◆ Directions:
A. Name each actor that the blog post on the Tea Partiers lists as starring in You Can't Take It With You.
B. Write the next part of the blog post on the Tea Partiers, picking up after its final sentence.

Sunday, February 28, 2010

YOU CAN'T TAKE IT WITH YOU

Ten days ago, I posted a comment about the Tea Partiers in which I attempted to get some sense of what motivates them. Today, NY TIMES columnist Frank Rich, far and away the best op ed columnist in newspapers, had a long piece on this subject, which I strongly recommend to you. Later this morning, as I was channel surfing, I stumbled on a TCM screening of Frank Capra's great Depression era screwball comedy, You Can't Take it With You, starring Jimmy Stewart, Jean Arthur, Lionel Barrymore, Edward Arnold, a very young Ann Miller, Spring Byington, Eddie Anderson, and a host of other wonderful old movie actors. In order not to bore you all, I am going to assume that you have seen the movie, and can recall at least its feel and outlines. [If this is not true, then by all means get it from NetFlix or wherever, and watch it.]

All us Roosevelt era lefties have a soft spot in our hearts for the Capra movies -- Mr. Smith Goes to Washington, and all -- and when we see the common people rise up against the rich nabobs [always dressed, at any time of day or night, in tuxes and tails], we cheer, and then sob a bit for the good old days when these populist sentiments flourished, and the rich and powerful were immediately recognizable as the villains.

As I watched the movie, tears threatening to cloud my glasses, it occurred to me that its sensibility is really not so different from that of the Tea Partiers. Not the same bitterness and anger, to be sure. In Capra's movies, the common people seem always to be having a better time, for all their poverty. Nor is there the strong streak of sheer craziness that afflicts the Tea Partiers. Capra's common folk are not in the grip of Birther style paranoia. Furthermore, the Partiers' thinly veiled, or even openly proclaimed, violence, of which Rich so rightly makes much, is missing from the Depression movies. It is the rich and powerful who deploy violence to crush the folk. But the same suspicion of government infuses Capra's movies. When Lionel Barrymore explains to a befuddled IRS representative why he has not paid taxes for twenty years, he does it with such wit and charm that all of us in the audience laugh and cheer him on. But substantively, if not cinematically, it could be Michelle Bachman or Glen Beck talking.

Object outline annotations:

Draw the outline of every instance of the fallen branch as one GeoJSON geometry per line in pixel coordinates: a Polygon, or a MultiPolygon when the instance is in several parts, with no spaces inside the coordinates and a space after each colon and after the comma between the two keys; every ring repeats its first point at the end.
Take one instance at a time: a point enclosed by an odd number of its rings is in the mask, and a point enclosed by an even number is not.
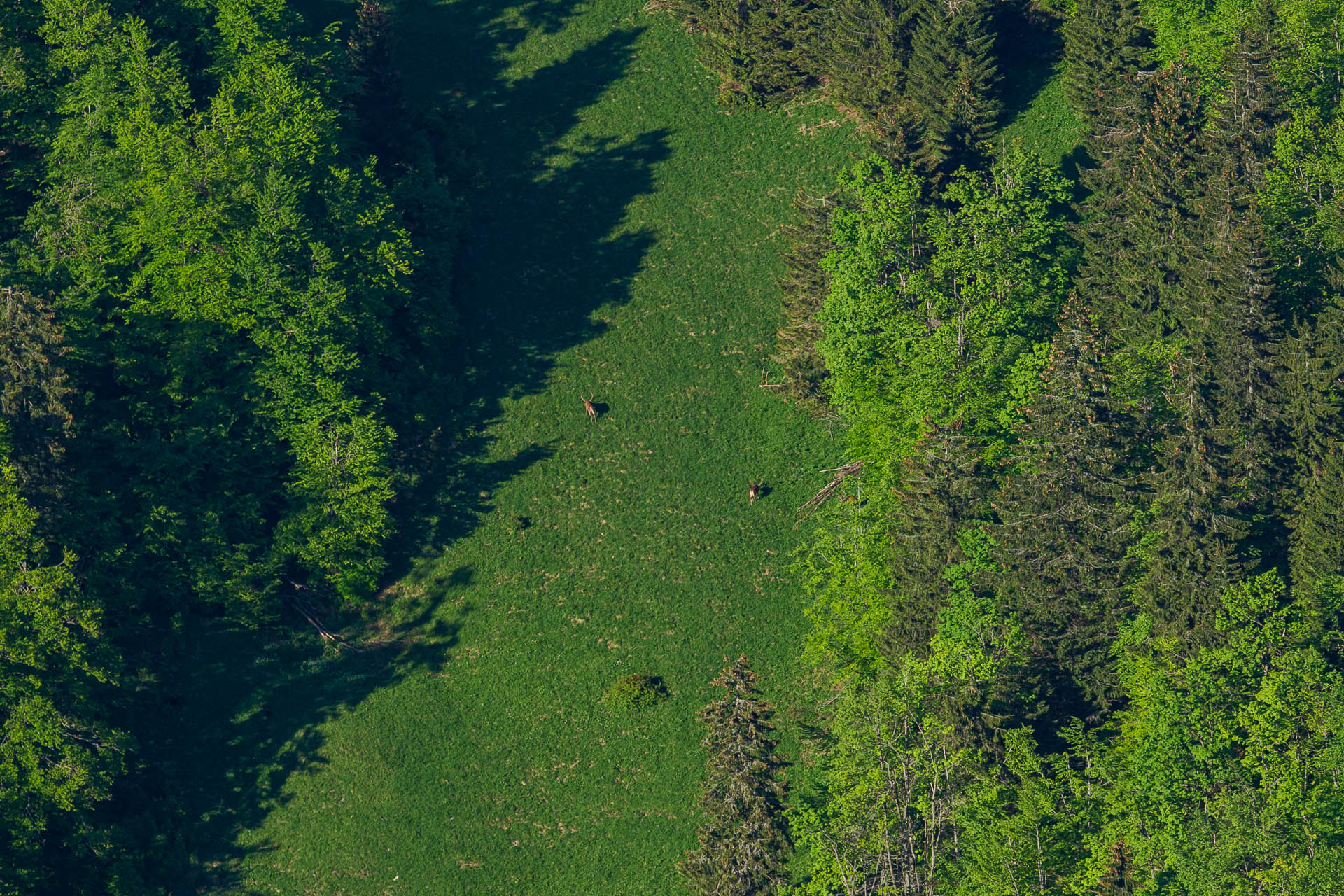
{"type": "Polygon", "coordinates": [[[831,481],[823,485],[817,490],[817,493],[808,500],[806,504],[798,508],[798,513],[808,513],[816,510],[818,506],[825,504],[827,498],[829,498],[832,494],[836,493],[841,482],[844,482],[848,477],[853,476],[862,469],[863,469],[863,461],[849,461],[844,466],[832,467],[829,470],[821,470],[821,473],[835,473],[835,476],[831,477],[831,481]]]}
{"type": "Polygon", "coordinates": [[[321,635],[323,641],[332,645],[336,650],[340,650],[341,647],[348,647],[351,650],[355,650],[356,653],[363,652],[360,647],[356,647],[355,645],[349,643],[348,641],[345,641],[345,638],[340,637],[339,634],[336,634],[335,631],[323,625],[323,621],[317,618],[317,610],[313,609],[313,604],[308,603],[308,600],[300,596],[300,591],[305,590],[304,586],[298,584],[293,579],[289,580],[289,584],[293,586],[294,588],[293,592],[288,596],[289,606],[292,606],[294,610],[298,610],[298,614],[305,619],[308,619],[308,623],[310,626],[317,629],[317,634],[321,635]]]}

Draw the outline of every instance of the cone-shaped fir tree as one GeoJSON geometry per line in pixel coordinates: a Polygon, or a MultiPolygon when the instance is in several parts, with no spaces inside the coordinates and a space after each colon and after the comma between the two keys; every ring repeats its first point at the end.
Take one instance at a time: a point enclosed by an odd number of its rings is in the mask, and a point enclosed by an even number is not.
{"type": "MultiPolygon", "coordinates": [[[[1339,281],[1341,278],[1335,277],[1339,281]]],[[[1340,283],[1344,286],[1344,283],[1340,283]]],[[[1293,480],[1285,488],[1294,588],[1344,582],[1344,297],[1333,293],[1279,352],[1293,480]]]]}
{"type": "Polygon", "coordinates": [[[1101,161],[1142,101],[1138,75],[1149,62],[1150,35],[1138,0],[1078,0],[1064,21],[1064,90],[1082,116],[1083,140],[1101,161]]]}
{"type": "Polygon", "coordinates": [[[406,101],[396,69],[392,16],[380,0],[363,0],[349,36],[349,69],[355,77],[351,102],[364,140],[379,149],[406,140],[406,101]]]}
{"type": "Polygon", "coordinates": [[[914,34],[911,0],[835,0],[821,21],[827,93],[875,132],[875,149],[902,159],[911,138],[906,67],[914,34]]]}
{"type": "MultiPolygon", "coordinates": [[[[1181,324],[1204,234],[1198,226],[1206,171],[1200,95],[1183,66],[1150,78],[1122,150],[1087,177],[1079,292],[1102,332],[1148,344],[1181,324]]],[[[1118,146],[1118,144],[1117,144],[1118,146]]]]}
{"type": "Polygon", "coordinates": [[[1224,510],[1227,447],[1208,399],[1208,359],[1177,357],[1171,375],[1133,599],[1154,633],[1199,643],[1212,637],[1223,588],[1236,582],[1246,524],[1224,510]]]}
{"type": "Polygon", "coordinates": [[[677,869],[703,896],[769,896],[775,892],[790,849],[784,822],[784,783],[770,724],[773,709],[755,686],[746,657],[723,670],[727,690],[700,711],[710,754],[700,809],[700,845],[677,869]]]}
{"type": "Polygon", "coordinates": [[[930,171],[973,165],[999,121],[992,9],[986,0],[921,0],[907,83],[917,154],[930,171]]]}
{"type": "Polygon", "coordinates": [[[1023,408],[1020,449],[996,501],[999,594],[1030,639],[1034,690],[1055,709],[1102,711],[1116,696],[1110,646],[1129,615],[1126,442],[1101,334],[1071,298],[1040,386],[1023,408]]]}

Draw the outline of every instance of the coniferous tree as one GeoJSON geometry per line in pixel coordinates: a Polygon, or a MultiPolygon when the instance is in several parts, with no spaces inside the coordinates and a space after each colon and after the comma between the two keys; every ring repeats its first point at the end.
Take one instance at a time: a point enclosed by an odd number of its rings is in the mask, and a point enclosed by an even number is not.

◆ Answers to the exercise:
A. Jimmy Stewart, Jean Arthur, Lionel Barrymore, Edward Arnold, Ann Miller, Spring Byington, Eddie Anderson

B.
Here is my problem. I am absolutely convinced that I am right to side with the Sycamore family and their wacky hangers-on in the movie, and I am equally sure that I am right to side with Frank Rich in his excoriation of the Tea Partiers. Since I have a deep lifetime commitment to sanity, which at a minimum means sheer consistency, I need to explain to myself just how the Sycamores differ from the Tea Partiers, so that I can cling to my seemingly contradictory gut instincts.

I have already mentioned two differences -- the Sycamores are sane [wacky, but sane], and they are not violent [even though one of them sets off fireworks in the basement.] They do not think black helicopters are about to arrive carrying League of Nations storm troopers [were there helicopters then?] They just think Edward Arnold should not be permitted to evict an entire street full of decent hard-working poor people so that he can make a killing in a development deal. If the Tea Partiers were committed to stopping banks from foreclosing on homes with under water mortgages, I would be with them one hundred percent. Even more important, Capra's common folk have no inclination toward mindless, random violence.

All of this is not nothing, but it is also, in a way, beside the point. Let us recall that the Tea Party movement had its origin in opposition to health care reform. And that reform, in all its messy complexity, is aimed at prottecting ordinary folk like them from an insurance industry and a health care delivery system that is rapacious and out of control. As Thomas Frank so tellingly argued in his 2004 book, What's The Matter With Kansas?, this is a populist movement in the service of the rich and powerful, not the poor and downtrodden.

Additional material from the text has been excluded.